Task list:
a) Please quote the Brock Turner commentary word for word from "This summer, I" to "year of probation.".
b) Extend the commentary on the Brock Turner sentencing, picking up after its final sentence.

Passage provided:

This summer, I am performing in a play called “Good Kids.”In the play, there are four football players who rape a girl named Chloe. We couldn’t do the show in a more perfect time. In the last week, the world has met Brock Turner, a Stanford University swimmer who has practically gotten away with raping an unconscious girl. He was sentenced to only six months of prison. As of Wednesday, it is now three months and a year of probation.
Both of the parents are begging the justice system to let their little miracle of life go. They are convincing the system that Turner is easygoing, happy-go-lucky, kind, and “respectful,” not an evil rapist that has ruined an innocent girl’s life. His father tells them that only three months of jail time is “a steep price to pay for 20 minutes of action out of his 20 plus years of life.” So, to the father, 20 minutes of “action” is absolutely nothing. His mother is making her son a victim of a terrible life. She wrote how much Turner suffered through school, having trouble with reading and how he overcame it. According to her, Turner is a well-rounded person, being a Boy Scout as a kid and starred in “Oliver!” in sixth grade as Bill Sykes (how ironic!). She adds how distraught she is about her son, going to jail over the rape, saying, “I have not decorated the house nor have I hung anything on the walls. I am a mom who loves family pictures but I haven’t had the heart to put photos around of our family being happy. How can I? We will never be happy again…Brock will have to register at the highest tier which means he is on the same level as a pedophile/child molester. There is no differentiation. The public records will reflect a Tier 3 so people will wrongly assume he is a child molester.” The parents aren’t grasping the truth about humanity. It doesn’t matter if Turner was Saint Pope John Paul the II when he was a kid. He raped a girl. There are serious consequences to this. He will face them. He has to. He is a human.

Input data:
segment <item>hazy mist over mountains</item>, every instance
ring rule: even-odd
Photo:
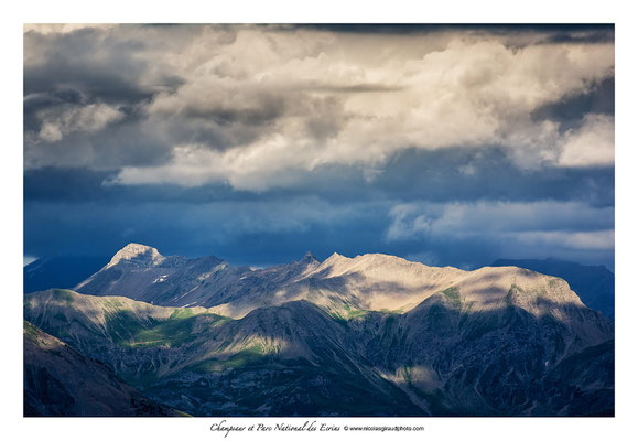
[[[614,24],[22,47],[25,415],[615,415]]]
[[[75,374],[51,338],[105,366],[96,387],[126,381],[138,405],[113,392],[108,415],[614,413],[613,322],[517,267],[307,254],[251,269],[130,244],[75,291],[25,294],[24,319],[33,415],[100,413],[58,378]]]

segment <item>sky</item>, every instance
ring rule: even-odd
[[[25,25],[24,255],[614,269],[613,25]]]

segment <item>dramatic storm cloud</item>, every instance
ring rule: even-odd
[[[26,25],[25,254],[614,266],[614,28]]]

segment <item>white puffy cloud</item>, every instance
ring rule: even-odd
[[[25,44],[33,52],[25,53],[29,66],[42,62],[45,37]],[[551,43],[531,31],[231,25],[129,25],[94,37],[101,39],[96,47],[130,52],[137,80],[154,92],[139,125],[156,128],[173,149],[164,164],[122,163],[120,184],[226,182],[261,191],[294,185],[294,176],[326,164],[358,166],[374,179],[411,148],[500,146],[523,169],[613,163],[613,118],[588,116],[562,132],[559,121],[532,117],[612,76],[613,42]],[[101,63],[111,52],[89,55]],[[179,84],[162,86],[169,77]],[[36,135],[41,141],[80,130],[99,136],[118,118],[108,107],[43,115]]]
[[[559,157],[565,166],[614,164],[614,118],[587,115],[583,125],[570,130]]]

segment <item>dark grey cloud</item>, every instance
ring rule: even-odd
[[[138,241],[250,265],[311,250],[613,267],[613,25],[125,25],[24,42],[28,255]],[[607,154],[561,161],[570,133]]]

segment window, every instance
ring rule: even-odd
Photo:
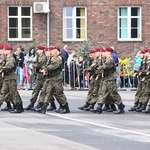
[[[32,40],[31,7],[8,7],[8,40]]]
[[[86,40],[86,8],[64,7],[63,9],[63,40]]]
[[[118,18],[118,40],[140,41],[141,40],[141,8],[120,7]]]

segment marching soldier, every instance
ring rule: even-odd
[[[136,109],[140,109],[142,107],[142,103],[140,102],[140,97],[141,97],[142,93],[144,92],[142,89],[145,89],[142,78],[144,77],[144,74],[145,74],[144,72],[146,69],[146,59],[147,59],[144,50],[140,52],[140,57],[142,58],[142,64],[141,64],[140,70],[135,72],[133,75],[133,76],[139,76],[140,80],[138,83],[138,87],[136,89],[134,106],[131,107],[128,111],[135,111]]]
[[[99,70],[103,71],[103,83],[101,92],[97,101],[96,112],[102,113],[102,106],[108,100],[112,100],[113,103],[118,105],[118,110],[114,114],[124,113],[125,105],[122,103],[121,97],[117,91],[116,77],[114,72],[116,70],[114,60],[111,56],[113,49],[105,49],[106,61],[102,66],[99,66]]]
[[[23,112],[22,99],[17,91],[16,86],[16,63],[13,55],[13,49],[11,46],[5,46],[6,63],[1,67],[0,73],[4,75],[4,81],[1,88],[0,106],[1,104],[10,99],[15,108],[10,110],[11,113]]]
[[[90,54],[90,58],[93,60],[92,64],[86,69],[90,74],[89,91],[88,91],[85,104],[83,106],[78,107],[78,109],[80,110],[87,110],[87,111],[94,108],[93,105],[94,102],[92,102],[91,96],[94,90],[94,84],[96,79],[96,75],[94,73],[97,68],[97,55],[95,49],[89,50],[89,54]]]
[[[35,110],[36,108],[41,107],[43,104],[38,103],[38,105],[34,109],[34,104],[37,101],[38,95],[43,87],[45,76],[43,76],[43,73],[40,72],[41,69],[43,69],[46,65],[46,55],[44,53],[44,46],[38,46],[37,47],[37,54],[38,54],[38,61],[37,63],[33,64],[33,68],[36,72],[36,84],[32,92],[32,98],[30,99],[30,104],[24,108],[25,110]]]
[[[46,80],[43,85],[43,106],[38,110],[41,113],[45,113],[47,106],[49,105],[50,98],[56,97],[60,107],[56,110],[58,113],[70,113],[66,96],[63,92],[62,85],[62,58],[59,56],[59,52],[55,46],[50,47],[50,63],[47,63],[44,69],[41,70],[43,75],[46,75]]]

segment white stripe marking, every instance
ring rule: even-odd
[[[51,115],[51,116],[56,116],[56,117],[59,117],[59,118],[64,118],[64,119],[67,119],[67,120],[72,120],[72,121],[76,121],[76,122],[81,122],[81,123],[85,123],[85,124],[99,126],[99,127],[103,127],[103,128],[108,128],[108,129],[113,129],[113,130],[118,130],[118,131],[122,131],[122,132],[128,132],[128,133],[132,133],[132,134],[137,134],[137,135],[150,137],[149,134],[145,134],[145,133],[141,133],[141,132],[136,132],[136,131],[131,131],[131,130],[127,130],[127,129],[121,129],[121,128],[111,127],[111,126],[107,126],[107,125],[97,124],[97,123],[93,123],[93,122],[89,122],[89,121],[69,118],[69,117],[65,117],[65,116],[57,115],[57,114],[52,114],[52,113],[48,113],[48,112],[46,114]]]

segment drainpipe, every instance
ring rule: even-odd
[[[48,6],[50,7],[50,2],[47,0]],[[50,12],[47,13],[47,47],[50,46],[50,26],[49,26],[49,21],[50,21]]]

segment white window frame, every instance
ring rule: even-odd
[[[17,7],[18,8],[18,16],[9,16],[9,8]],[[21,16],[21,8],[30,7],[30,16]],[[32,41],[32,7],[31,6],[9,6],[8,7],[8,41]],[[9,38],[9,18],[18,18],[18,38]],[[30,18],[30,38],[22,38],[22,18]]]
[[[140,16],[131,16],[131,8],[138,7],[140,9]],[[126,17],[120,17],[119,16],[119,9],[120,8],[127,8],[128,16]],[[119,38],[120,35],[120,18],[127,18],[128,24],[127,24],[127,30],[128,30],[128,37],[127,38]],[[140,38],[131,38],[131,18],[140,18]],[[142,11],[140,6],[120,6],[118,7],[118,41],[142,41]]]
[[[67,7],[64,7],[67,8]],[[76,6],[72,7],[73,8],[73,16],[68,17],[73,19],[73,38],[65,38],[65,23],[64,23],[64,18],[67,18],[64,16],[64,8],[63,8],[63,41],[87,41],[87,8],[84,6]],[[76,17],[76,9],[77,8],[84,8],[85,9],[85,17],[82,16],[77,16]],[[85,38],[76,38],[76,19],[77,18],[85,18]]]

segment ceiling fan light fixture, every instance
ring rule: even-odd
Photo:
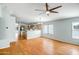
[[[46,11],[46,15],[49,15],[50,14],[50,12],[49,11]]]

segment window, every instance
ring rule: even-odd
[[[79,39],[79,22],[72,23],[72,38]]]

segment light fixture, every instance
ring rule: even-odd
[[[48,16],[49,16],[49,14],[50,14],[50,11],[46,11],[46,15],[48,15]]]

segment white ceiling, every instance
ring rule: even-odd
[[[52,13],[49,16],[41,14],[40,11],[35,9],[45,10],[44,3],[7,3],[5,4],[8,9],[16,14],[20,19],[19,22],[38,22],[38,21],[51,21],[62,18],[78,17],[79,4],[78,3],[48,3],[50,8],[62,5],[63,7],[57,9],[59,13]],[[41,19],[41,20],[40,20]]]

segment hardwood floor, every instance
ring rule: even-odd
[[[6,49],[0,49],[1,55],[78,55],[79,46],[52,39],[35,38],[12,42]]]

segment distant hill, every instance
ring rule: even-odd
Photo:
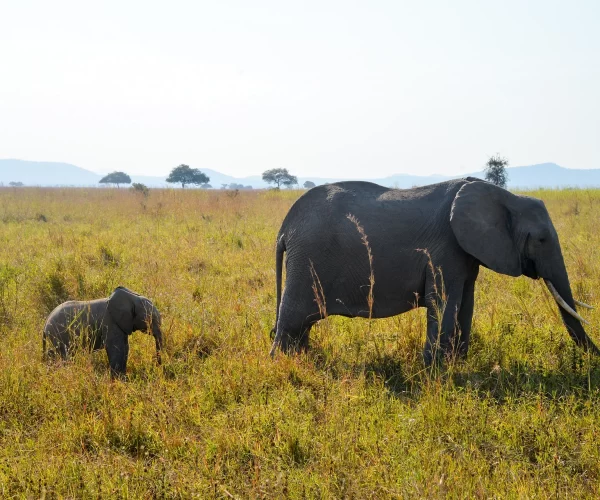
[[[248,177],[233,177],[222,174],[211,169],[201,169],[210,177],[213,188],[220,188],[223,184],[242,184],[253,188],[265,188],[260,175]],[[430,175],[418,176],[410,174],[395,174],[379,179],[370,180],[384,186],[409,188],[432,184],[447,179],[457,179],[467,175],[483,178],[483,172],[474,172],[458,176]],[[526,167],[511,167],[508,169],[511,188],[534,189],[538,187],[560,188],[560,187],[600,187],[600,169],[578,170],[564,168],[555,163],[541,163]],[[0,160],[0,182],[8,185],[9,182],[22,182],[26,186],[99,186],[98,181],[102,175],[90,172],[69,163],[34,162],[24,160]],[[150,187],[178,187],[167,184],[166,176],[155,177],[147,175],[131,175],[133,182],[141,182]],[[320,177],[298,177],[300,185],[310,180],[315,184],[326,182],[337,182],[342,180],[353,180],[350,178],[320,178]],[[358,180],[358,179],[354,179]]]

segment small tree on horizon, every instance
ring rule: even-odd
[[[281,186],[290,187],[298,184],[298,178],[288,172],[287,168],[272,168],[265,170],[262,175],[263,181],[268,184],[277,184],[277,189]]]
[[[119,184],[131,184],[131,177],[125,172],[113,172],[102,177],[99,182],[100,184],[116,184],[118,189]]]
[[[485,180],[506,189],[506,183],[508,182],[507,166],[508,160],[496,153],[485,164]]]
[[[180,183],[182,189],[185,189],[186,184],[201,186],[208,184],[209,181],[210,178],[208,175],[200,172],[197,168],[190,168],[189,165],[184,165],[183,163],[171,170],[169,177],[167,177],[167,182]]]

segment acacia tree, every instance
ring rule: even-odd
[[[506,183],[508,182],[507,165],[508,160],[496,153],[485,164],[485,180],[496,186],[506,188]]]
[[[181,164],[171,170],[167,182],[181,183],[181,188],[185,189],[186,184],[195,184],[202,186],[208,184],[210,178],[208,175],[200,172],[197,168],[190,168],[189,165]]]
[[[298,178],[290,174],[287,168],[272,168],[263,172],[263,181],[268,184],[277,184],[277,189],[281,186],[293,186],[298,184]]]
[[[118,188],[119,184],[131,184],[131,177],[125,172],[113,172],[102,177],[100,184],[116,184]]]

Per-task outputs:
a)
This summer, I am performing in a play called “Good Kids.”In the play, there are four football players who rape a girl named Chloe. We couldn’t do the show in a more perfect time. In the last week, the world has met Brock Turner, a Stanford University swimmer who has practically gotten away with raping an unconscious girl. He was sentenced to only six months of prison. As of Wednesday, it is now three months and a year of probation.

b)
In “Good Kids,” after the media spotlights the rape, the fathers of the football players are interviewed and they are exactly like Turner’s parents. The fathers stand up for their sons and they proclaim that their sons didn’t do anything. They say things like, “This whole thing is bull****. It’s bull****. My son didn’t do a damn thing. And now this girl, it’s like she’s trying to ruin his life. This is his damn life we’re talking about…Why would you set about to destroy this young man’s life, all his dreams? Why would you do that? My son has a shot at playing college ball. He’s been working that for a long, long time. It’s everything. This is his life, this is my son’s life. And now I don’t know what’s going to happen.” These fathers are slut shaming Chloe and saying that it’s her fault that this is happening, not him. Even though Mr. Turner didn’t blame the victim, he is acting like the father who called the son being trailed “bull****.” Mr. Turner is saying that Brock doesn’t deserve to suffer any consequences and jail time for 20 minutes of “rape” is insane for him. Mr. and Mrs. Turner aren’t paying attention to the rape victim and how her life has been shattered. All they’re thinking about is how the rape that HE committed will impact his life forever. Turner’s mother says to the judge, “…Stanford boy, college kid, college athlete- all the publicity……..this would be a death sentence for him. Having lost everything he has ever worked for his entire life and knowing the registry is a requirement for the rest of his life certainly is more than harsh. His dreams have been shattered by this. No NCAA Championships. No Stanford degree, No swimming in the Olympics (and I honestly know he would have made a future team), no medical school, no becoming an orthopedic surgeon……..all gone.” His father adds, “His life will never be the one that he dreamed about and worked so hard to achieve.” The parents aren’t getting the fact that if the son didn’t rape the girl, he would have achieved all of these things.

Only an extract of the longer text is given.